» WHAT TO PRODUCE: Can you add 124 to every coordinate in the answers and write the lines out again, requests included? Begin at the line that has "the front tire" in the listing below and stop after the last line of the listing.

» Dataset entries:

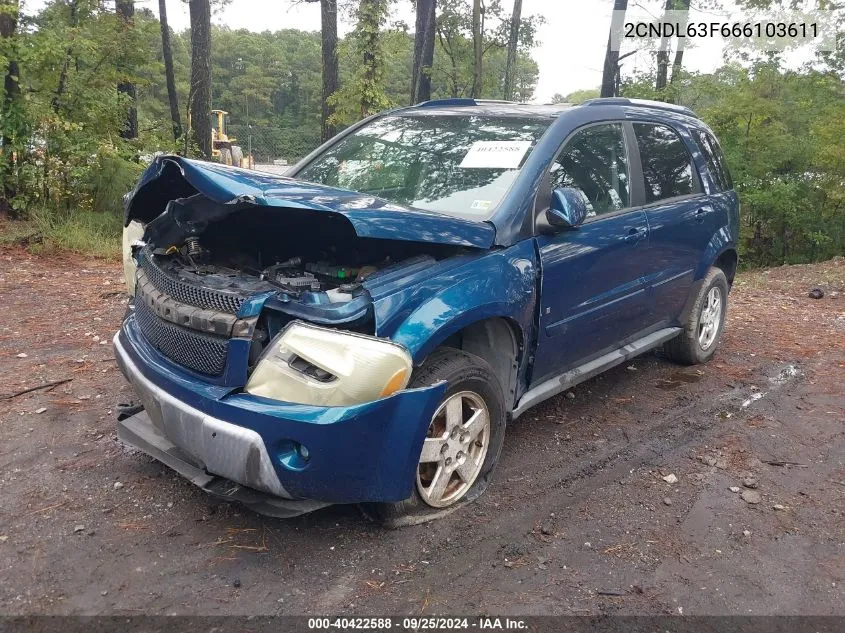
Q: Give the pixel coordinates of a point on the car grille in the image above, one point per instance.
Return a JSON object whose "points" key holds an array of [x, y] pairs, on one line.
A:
{"points": [[202, 353], [187, 293]]}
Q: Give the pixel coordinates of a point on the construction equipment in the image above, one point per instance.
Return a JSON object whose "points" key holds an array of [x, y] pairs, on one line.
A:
{"points": [[223, 148]]}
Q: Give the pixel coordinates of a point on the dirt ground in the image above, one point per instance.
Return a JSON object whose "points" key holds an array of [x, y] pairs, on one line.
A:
{"points": [[579, 519]]}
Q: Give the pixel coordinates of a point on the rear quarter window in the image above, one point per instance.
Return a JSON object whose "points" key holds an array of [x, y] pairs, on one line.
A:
{"points": [[715, 160], [666, 163]]}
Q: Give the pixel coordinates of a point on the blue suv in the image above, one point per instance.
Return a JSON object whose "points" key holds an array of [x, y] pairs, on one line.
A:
{"points": [[363, 330]]}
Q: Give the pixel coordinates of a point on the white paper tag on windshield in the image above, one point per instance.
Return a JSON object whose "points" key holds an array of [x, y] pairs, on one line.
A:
{"points": [[495, 154]]}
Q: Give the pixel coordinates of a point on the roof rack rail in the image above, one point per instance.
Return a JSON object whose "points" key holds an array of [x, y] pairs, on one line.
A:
{"points": [[645, 103], [437, 103], [460, 102]]}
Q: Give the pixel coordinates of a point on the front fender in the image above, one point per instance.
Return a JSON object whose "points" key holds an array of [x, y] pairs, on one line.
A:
{"points": [[502, 284]]}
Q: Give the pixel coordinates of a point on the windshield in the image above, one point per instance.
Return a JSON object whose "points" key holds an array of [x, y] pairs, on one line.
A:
{"points": [[456, 165]]}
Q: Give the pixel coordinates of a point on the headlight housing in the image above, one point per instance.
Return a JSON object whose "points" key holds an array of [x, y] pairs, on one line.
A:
{"points": [[307, 364], [131, 234]]}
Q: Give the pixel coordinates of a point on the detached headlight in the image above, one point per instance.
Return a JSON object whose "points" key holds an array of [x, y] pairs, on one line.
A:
{"points": [[131, 234], [306, 364]]}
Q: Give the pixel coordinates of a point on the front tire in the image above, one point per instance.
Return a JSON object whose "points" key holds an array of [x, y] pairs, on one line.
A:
{"points": [[705, 322], [463, 442]]}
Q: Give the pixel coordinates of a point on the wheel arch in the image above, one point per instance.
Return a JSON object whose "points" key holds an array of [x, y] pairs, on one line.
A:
{"points": [[499, 340], [728, 260]]}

» ANSWER TO THE PROBLEM:
Q: Give the pixel coordinates of a point on the front tire in the image above, one point per instance.
Return a JSON object whose "points" key holds an array of [x, y] pairs, on one line.
A:
{"points": [[829, 446], [587, 566]]}
Q: Give the pixel coordinates of a point on the wheel arch in the image above, one point per instance.
Return a JSON object whose "points" key holds an array of [x, y] pairs, on one line.
A:
{"points": [[623, 464], [852, 384]]}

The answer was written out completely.